[Dataset entries]
━━━━━━━━━━━━━━━━━━━━━━━━━━━━━━

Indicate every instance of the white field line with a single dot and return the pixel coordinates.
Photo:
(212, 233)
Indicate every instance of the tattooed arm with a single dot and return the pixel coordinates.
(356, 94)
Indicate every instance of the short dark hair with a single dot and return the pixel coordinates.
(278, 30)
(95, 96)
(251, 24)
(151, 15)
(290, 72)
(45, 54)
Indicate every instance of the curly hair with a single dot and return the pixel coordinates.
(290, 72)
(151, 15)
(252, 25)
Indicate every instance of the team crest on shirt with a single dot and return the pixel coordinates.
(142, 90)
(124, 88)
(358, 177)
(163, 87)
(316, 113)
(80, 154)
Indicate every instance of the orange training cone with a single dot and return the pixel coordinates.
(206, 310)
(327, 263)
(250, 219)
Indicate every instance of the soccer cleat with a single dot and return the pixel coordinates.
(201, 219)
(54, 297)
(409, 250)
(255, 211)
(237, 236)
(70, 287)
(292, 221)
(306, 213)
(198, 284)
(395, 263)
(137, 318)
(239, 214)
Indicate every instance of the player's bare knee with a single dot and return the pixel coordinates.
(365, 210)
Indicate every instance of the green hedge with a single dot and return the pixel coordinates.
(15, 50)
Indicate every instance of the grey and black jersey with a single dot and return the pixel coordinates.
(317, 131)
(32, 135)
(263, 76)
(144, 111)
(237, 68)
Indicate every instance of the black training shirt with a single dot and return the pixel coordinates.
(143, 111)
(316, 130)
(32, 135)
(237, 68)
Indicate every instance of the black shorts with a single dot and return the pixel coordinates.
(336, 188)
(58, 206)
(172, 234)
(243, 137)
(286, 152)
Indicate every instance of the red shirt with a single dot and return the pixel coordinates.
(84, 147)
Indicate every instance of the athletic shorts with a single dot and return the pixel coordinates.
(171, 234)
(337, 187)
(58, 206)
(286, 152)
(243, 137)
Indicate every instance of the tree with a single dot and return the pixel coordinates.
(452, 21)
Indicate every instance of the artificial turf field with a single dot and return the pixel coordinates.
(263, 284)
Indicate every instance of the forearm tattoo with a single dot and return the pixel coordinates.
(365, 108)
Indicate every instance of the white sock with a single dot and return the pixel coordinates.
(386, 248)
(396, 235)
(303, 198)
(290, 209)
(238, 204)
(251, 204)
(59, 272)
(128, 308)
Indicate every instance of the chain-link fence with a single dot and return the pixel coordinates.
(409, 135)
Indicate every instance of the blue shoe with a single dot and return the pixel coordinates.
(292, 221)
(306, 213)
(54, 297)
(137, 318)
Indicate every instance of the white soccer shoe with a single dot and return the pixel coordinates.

━━━━━━━━━━━━━━━━━━━━━━━━━━━━━━

» **WHAT TO PRODUCE**
The response must contain every entry, each one identical to the original.

» **ANSWER TO THE PROBLEM**
Indicate every instance of the white field line with a single dot and return the pixel coordinates.
Photo:
(212, 233)
Indicate every instance of the tattooed arm with a single dot and return the pixel coordinates.
(356, 94)
Indicate every instance of the short dark hair with a single dot and return the pixel coordinates.
(278, 30)
(95, 96)
(251, 24)
(151, 15)
(290, 72)
(45, 54)
Indicate every instance of the curly hair with a single dot and return the pixel coordinates.
(290, 72)
(151, 15)
(252, 25)
Indicate every instance of the team crest on shirt with a single dot and return the pixel coordinates.
(142, 90)
(124, 88)
(358, 177)
(163, 87)
(316, 113)
(80, 154)
Indicate every instance of the orange training cone with a single dot and return the pixel coordinates.
(206, 310)
(327, 263)
(250, 219)
Indicate every instance of the soccer cleat with a single dot and return the pixel coordinates.
(201, 219)
(54, 297)
(409, 250)
(255, 211)
(237, 236)
(70, 287)
(292, 221)
(306, 213)
(198, 284)
(395, 263)
(137, 318)
(239, 214)
Indicate every instance of the player's bare knee with a single dot and return the pixel coordinates.
(365, 210)
Indicate every instance of the green hedge with a single dot and return the pixel coordinates.
(15, 50)
Indicate every instance of the grey and black jersey with a single dot and return the pixel coordinates.
(317, 131)
(32, 135)
(263, 76)
(144, 111)
(237, 68)
Indicate every instance of the black training shirt with a single dot and return the pixel coordinates.
(143, 111)
(316, 130)
(32, 135)
(237, 68)
Indicate every instance of the black shorts with a single dot and return the pixel coordinates.
(336, 188)
(58, 206)
(172, 234)
(243, 137)
(286, 152)
Indicate every instance of the red shirt with a single dot and return the pixel coordinates.
(84, 147)
Indicate every instance of the athletic shorts with a single dot and return the pixel coordinates.
(171, 234)
(337, 187)
(58, 206)
(286, 152)
(243, 137)
Indicate every instance of the tree with a single dot and return the pixel coordinates.
(452, 21)
Indicate every instance of the artificial turf field with a single dot and return the pixel coordinates.
(263, 284)
Indicate every instance of the forearm tattoo with a single dot and return the pixel coordinates.
(365, 108)
Indicate every instance of the white sock with a single dot and return the pixel coordinates.
(386, 248)
(396, 235)
(303, 198)
(290, 209)
(238, 204)
(251, 204)
(59, 272)
(128, 308)
Indicate every instance of the chain-link fence with a single dot and return the pixel coordinates.
(409, 135)
Indicate every instance of the blue shoe with a single dot and return the pixel coordinates.
(292, 221)
(306, 213)
(54, 297)
(137, 318)
Indicate every instance of the white soccer shoe with a single dot and return the pixel coordinates.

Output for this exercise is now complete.